*** Opening Excerpted passage ***

An actual "thinking machine" would be constantly running computations on its accumulated experience in order to improve its future output and/or further compress its sensory history.
An LLM is doing exactly nothing while waiting for the next prompt.
An actual "thinking machine" would be constantly running computations on its accumulated experience in order to improve its future output and/or further compress its sensory history.
An LLM is doing exactly nothing while waiting for the next prompt.
I think the thing you were looking for was more along the lines of a persistent autonomous agent.
I see thinking as less about "timing" and more about a "process"
What this post seems to be describing is more about where attention is paid and what neurons fire for various stimuli
Frankly this objection seems very weak
This is currently done with multiple LLMs and calls, not within the running of a single model i/o
Another example would be to input a single token or gibberish, the models we have today are more than happy to spit out fantastic numbers of tokens. They really only stop because we look for stop words they are trained to generate and we do the actual stopping action
it’s fine though, this was as productive as i expected
Still, what current LLMs are doing with their fixed rules is only a very limited form of reasoning since they just use a fixed N-steps of rule application to generate each word. People are looking to techniques such "group of experts" prompting to improve reasoning - step-wise generate multiple responses then evaluate them and proceed to next step.
It's an interesting window on people's intuitions -- this pattern felt surprising and alien now to someone who imbibed Hofstadter and Dennett, etc., as a teen in the 80s.
(TBC, the surprise was not that people weren't sure they "think" or are "conscious", it's that they were sure they aren't, on this basis that the program is not running continually.)
I'm listing things that current LLMs cannot do (or things they do that thinking entities would not) to argue they are so simple they are far from anything that resembles thinking
> it’s fine though, this was as productive as i expected
A product of your replies becoming lowering in quality, and becoming more argumentative, so I will discontinue now
Current LLMs have none of that - they are just the fixed set of rules, further limited by also having a fixed number of steps of rule application.
An LLM has no innate traits such as curiosity or boredom to trigger exploration, and anyways no online/incremental learning mechanism to benefit from it even if it did.
The effect is as if you had multiple people playing a game where they each extend a sentence by taking turns adding a word to it, but there is zero continuity from one word to the next because each person is starting from scratch when it is their turn.
What do you mean? They get to access their previous hidden states in the next greedy decode using attention, it is not simply starting from scratch. They can access exactly what they were thinking when they put out the previous word, not just reasoning from the word itself.

*** Closing Excerpted passage ***
*** Opening Excerpted records ***

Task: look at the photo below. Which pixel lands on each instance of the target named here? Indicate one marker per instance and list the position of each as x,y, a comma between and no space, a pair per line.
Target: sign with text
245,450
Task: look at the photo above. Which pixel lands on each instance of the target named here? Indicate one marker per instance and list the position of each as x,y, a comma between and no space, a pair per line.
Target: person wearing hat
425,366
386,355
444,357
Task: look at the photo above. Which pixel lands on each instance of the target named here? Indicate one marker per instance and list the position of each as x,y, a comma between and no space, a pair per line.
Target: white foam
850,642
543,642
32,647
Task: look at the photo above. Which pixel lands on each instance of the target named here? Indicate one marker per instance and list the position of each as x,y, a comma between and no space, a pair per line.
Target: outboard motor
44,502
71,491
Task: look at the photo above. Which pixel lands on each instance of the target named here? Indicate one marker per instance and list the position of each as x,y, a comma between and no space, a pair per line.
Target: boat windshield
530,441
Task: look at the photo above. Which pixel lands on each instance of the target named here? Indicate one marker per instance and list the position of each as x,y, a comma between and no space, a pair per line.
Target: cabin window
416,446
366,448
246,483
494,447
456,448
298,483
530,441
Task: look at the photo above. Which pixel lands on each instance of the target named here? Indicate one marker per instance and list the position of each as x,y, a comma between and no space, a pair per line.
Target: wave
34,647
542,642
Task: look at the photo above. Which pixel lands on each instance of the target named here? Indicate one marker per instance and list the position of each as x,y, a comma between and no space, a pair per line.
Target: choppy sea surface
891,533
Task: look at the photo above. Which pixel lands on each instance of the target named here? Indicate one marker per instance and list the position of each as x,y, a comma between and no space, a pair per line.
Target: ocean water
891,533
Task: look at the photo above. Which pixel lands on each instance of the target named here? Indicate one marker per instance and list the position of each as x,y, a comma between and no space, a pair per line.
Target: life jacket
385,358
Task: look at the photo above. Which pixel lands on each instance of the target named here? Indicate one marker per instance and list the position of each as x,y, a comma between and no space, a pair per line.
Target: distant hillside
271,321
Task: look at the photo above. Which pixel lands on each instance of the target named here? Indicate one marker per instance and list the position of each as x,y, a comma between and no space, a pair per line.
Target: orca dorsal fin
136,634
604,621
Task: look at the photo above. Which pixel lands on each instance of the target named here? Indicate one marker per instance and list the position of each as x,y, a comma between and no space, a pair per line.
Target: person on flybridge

*** Closing Excerpted records ***

* Directions for this task
Please rewrite the forum thread's passage between "It's an interesting" and "not running continually.)", inclusive, putting "student" in place of "teen". These rows have nothing to do with the forum thread.

* Answer box
It's an interesting window on people's intuitions -- this pattern felt surprising and alien now to someone who imbibed Hofstadter and Dennett, etc., as a student in the 80s.
(TBC, the surprise was not that people weren't sure they "think" or are "conscious", it's that they were sure they aren't, on this basis that the program is not running continually.)